**Your objective**
Copy the data from the line that contains "Guideline — for every instance of the tattoo" to its last line, exactly, including both of those lines and leaving out everything before.

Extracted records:
- - - - -

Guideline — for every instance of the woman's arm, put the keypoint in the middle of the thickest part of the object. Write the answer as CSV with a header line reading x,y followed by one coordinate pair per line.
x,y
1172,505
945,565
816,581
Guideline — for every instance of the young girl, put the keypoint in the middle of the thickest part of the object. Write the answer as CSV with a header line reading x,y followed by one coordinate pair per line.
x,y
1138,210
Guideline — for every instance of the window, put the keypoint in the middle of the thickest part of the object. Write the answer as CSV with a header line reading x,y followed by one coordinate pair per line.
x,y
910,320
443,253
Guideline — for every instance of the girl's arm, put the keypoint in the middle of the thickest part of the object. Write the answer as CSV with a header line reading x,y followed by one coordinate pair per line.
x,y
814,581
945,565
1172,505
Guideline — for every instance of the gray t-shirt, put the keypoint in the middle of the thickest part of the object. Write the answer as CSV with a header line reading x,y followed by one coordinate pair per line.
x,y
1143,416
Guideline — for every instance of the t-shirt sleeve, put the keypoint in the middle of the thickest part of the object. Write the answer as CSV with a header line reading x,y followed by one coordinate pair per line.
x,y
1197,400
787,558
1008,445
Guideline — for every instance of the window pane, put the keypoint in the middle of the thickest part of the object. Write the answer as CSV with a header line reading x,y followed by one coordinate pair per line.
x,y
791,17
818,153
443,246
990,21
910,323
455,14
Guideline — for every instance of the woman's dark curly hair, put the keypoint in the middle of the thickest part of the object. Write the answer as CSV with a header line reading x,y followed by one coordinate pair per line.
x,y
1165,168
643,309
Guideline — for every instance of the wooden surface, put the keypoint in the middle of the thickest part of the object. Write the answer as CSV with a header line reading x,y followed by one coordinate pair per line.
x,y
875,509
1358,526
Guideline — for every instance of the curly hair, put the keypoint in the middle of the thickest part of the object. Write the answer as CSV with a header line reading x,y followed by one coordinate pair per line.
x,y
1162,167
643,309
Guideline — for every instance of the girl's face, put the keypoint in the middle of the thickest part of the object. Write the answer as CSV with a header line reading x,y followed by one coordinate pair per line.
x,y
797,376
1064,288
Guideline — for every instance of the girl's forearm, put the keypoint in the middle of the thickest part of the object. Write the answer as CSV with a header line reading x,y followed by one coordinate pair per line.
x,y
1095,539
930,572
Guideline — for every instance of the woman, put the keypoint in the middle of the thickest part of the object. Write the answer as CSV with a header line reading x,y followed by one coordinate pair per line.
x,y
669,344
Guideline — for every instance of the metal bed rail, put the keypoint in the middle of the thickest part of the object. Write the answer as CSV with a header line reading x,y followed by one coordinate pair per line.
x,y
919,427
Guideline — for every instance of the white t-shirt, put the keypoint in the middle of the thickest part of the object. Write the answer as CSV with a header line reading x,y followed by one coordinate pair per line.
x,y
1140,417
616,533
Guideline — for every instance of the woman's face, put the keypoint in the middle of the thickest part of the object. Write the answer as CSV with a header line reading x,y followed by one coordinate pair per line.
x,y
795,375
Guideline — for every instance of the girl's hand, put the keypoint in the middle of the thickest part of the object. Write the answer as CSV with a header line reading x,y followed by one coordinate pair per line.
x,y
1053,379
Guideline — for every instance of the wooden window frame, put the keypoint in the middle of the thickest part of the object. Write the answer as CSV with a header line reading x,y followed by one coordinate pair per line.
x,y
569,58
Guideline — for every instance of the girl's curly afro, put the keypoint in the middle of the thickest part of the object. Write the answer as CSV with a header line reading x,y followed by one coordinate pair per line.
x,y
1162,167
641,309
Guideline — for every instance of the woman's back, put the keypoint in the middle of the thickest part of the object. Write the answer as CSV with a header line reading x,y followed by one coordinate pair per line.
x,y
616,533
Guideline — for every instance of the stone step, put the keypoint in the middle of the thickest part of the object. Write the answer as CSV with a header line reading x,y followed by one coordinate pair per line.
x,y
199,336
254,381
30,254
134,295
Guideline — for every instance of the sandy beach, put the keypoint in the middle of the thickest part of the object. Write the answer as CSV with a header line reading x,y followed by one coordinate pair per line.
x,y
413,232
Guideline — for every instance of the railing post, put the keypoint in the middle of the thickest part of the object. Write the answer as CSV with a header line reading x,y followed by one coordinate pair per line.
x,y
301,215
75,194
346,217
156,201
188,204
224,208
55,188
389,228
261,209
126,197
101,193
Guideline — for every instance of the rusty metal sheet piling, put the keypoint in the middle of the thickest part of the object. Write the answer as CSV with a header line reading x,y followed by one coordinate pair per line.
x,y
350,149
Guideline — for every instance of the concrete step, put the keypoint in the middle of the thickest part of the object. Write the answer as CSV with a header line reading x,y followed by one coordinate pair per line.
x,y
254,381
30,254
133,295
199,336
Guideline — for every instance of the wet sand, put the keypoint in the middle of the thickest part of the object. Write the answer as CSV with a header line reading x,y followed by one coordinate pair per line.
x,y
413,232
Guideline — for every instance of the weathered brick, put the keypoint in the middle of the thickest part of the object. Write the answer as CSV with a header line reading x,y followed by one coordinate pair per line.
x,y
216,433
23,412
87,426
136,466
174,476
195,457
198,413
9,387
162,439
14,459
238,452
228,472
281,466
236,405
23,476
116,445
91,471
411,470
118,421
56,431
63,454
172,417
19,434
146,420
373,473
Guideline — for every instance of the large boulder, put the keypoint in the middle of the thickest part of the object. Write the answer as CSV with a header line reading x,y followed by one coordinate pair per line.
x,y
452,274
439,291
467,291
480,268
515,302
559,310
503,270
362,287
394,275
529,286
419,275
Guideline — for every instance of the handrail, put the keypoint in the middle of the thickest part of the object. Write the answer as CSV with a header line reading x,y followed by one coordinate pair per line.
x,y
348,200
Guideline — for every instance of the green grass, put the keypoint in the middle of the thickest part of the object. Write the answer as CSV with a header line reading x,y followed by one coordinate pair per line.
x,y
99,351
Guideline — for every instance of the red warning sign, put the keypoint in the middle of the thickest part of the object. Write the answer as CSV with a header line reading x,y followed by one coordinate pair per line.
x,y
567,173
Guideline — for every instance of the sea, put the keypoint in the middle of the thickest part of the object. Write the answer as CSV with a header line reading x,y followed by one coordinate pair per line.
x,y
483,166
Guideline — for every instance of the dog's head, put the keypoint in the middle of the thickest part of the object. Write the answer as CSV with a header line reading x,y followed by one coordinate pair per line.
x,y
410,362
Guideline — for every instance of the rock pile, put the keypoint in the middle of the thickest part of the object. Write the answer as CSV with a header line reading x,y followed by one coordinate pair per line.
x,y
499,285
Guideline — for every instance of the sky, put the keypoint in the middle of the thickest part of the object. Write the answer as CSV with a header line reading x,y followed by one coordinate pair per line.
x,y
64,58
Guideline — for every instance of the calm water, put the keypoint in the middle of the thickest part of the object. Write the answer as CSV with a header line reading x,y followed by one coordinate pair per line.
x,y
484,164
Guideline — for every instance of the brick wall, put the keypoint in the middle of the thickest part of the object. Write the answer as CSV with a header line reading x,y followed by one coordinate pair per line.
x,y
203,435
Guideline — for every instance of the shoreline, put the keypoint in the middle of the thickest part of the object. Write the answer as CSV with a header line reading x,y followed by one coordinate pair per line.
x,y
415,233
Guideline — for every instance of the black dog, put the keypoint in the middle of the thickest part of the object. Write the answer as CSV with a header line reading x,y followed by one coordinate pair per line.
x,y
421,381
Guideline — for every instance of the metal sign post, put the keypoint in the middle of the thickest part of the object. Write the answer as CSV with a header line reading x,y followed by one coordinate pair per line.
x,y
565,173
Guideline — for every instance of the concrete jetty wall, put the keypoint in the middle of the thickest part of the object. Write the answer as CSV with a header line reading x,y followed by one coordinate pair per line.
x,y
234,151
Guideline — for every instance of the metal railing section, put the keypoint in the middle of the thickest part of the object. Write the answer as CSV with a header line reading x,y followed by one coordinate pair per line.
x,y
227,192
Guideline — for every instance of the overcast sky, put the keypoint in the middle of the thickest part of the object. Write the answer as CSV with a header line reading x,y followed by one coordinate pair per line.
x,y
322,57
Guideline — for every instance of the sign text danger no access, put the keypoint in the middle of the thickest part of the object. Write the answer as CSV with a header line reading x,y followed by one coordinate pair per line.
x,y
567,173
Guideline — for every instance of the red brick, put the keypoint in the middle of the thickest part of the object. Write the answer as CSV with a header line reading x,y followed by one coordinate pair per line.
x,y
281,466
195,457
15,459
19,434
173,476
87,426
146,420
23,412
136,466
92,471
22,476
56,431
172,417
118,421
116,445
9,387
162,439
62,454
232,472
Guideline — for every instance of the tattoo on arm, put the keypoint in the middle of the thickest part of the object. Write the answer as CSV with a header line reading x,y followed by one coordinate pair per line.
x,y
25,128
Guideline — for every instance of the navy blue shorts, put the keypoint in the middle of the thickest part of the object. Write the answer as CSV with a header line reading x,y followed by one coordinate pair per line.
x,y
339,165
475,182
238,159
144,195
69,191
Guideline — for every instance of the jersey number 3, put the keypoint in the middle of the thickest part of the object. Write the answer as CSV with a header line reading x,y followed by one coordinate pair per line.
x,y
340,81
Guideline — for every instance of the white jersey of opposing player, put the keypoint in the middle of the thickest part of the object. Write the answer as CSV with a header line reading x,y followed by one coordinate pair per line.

- - - - -

**Answer to the problem**
Guideline — for every instance of the tattoo on arm, put the keypoint in the middle of the thickest part of the object. Write the answer as CSV with a header line reading x,y followed by one coordinate pair per line.
x,y
25,128
Guideline — for every instance of the navy blue shorts, put the keypoint in the middle of the thickest part of the object. Write the answer as CSV with a header line reading x,y followed by one coordinate pair per line.
x,y
339,165
475,182
238,159
144,195
69,191
Guideline — for every instance of the jersey number 3, put the keypoint in the middle of the thickest part of the object. Write the answer as CSV with a header line reading x,y followed by one coordinate pair per line.
x,y
340,81
Guideline — for every instance of the white jersey of opposing player, put the keypoint in the middle of the thickest part of the object. Write the answer as CSV with a header line reading x,y followed by one coordinate pair per line.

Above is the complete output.